And finally, the government is formulating a "permanent'' plan to shore up financial markets and regulators and pension funds took steps aimed at curbing bets against banks and brokerages:

Senator Charles Schumer proposed a new agency to pump capital into troubled financial companies. Wachovia Corp. rallied 48 percent, while Morgan Stanley and Goldman Sachs Group Inc. erased most of their earlier plunges, as regulators in the U.S. and U.K. stiffened rules against so-called short sales and the nation's three largest public pensions stopped lending shares of Goldman and Morgan Stanley to short sellers.

The new agency will be modeled after the Great Depression's Reconstruction Finance Corp. :

"The Federal Reserve and the Treasury are realizing that we need a more comprehensive solution,'' Schumer, a Democrat who chairs the congressional Joint Economic Committee, told reporters in Washington today. "I've been talking to them about it.''

Schumer urged forming an agency to inject funds into financial companies in exchange for equity stakes and pledges to rewrite mortgages and make them more affordable. His remarks indicate momentum is building for some wider plan after the Fed and Treasury's takeovers of Fannie Mae, Freddie Mac and American International Group Inc. this month.

Schumer advocated a Great Depression-era Reconstruction Finance Corp. model, different from the Resolution Trust Corp.- type plan others have floated. Another RTC, which was a 1990s agency that sold devalued assets in the Savings and Loan Crisis, would "simply transfer excessive risk to the U.S. government without addressing the plight of homeowners,'' he said.

## Task to carry out
Revise the passage on the financial-rescue proposal, starting with "Schumer urged forming" and going on through "Inc. this month.", so that "equity stakes" becomes "ownership stakes". The listing that follows has nothing to do with the work on this text.

## Dataset content
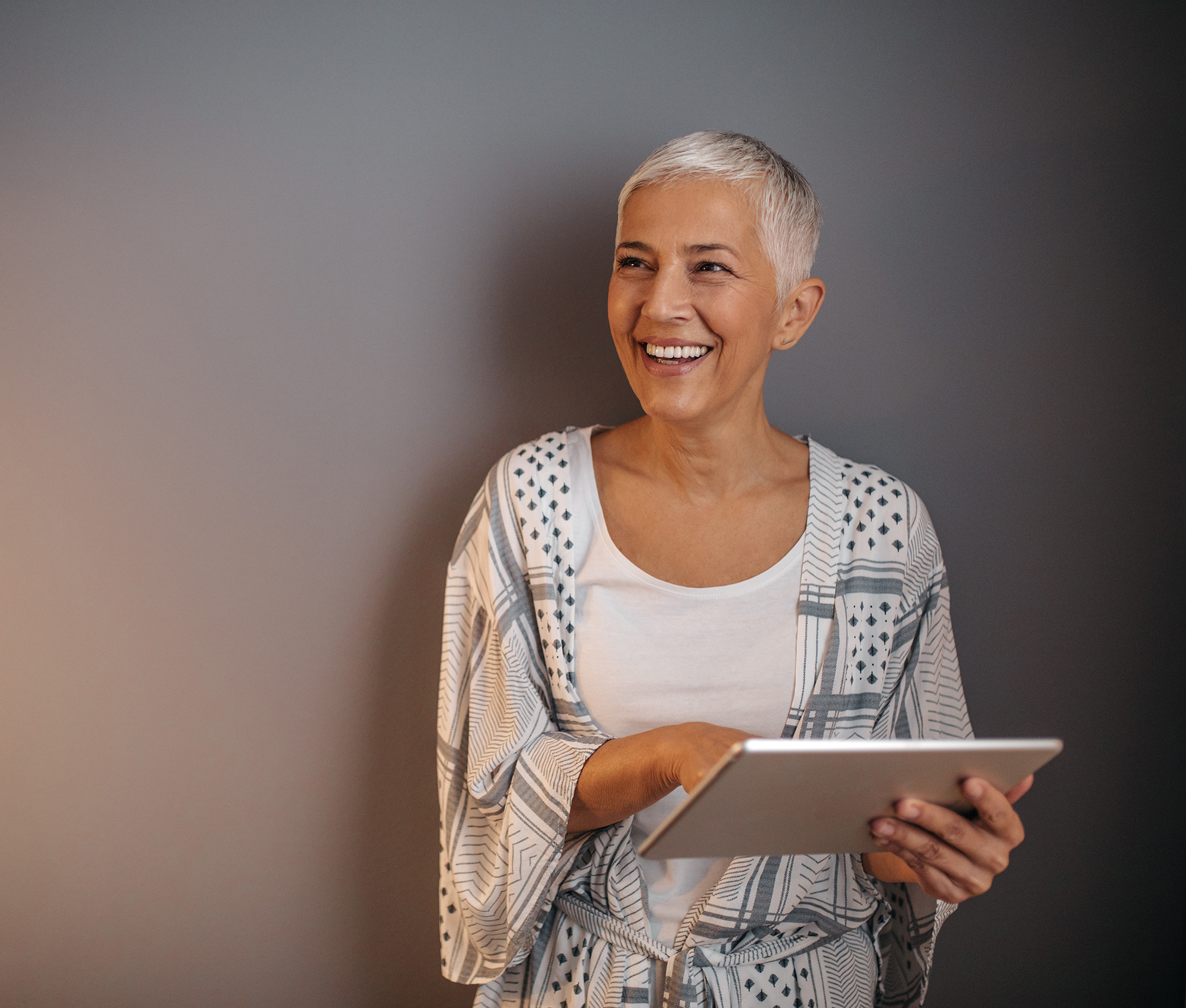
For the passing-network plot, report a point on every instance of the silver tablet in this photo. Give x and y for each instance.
(818, 796)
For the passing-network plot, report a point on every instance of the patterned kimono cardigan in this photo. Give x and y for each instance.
(547, 922)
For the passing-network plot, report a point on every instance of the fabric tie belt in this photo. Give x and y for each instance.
(674, 967)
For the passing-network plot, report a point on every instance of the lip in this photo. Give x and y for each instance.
(671, 371)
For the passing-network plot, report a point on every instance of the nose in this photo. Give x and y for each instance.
(668, 299)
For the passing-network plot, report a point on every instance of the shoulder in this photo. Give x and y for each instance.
(532, 475)
(527, 492)
(883, 520)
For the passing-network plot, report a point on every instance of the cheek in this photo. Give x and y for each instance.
(622, 310)
(745, 324)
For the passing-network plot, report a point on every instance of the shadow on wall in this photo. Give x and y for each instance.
(558, 367)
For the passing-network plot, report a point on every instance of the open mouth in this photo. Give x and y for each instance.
(677, 355)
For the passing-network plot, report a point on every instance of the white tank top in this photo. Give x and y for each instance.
(652, 654)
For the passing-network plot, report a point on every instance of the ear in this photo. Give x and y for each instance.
(799, 312)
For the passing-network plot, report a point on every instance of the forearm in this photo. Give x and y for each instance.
(623, 777)
(888, 867)
(632, 774)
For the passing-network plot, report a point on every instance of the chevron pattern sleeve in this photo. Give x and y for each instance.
(506, 775)
(928, 703)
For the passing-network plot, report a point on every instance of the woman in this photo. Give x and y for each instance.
(626, 604)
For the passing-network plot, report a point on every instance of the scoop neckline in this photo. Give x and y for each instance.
(789, 560)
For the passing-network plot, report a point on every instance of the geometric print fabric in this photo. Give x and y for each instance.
(554, 923)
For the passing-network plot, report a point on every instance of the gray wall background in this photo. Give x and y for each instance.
(278, 284)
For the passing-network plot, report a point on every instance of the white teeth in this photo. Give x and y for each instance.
(675, 353)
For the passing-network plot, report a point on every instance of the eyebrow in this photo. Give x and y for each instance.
(700, 248)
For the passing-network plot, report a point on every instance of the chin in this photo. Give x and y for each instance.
(674, 409)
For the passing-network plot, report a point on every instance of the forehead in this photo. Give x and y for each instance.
(698, 212)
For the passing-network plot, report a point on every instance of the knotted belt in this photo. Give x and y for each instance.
(673, 967)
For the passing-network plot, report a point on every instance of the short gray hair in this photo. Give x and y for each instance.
(789, 215)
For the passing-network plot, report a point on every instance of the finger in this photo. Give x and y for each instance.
(971, 839)
(994, 812)
(943, 872)
(1018, 790)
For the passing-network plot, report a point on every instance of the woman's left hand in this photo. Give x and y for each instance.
(955, 859)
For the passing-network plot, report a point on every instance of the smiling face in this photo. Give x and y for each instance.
(694, 305)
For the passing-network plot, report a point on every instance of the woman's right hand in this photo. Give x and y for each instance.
(628, 775)
(700, 748)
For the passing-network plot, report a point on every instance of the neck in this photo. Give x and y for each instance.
(717, 457)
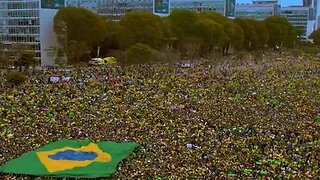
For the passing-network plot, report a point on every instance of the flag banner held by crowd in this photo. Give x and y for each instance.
(71, 158)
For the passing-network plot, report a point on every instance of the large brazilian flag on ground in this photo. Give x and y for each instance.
(71, 158)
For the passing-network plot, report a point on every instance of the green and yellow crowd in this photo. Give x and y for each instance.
(200, 122)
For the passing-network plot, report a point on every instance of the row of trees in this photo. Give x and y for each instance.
(80, 32)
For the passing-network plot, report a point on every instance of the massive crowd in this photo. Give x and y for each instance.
(192, 123)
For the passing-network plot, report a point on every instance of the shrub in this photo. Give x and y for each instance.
(15, 78)
(139, 54)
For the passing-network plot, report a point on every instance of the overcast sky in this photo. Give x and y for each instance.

## Result of the exercise
Schumer urged forming an agency to inject funds into financial companies in exchange for ownership stakes and pledges to rewrite mortgages and make them more affordable. His remarks indicate momentum is building for some wider plan after the Fed and Treasury's takeovers of Fannie Mae, Freddie Mac and American International Group Inc. this month.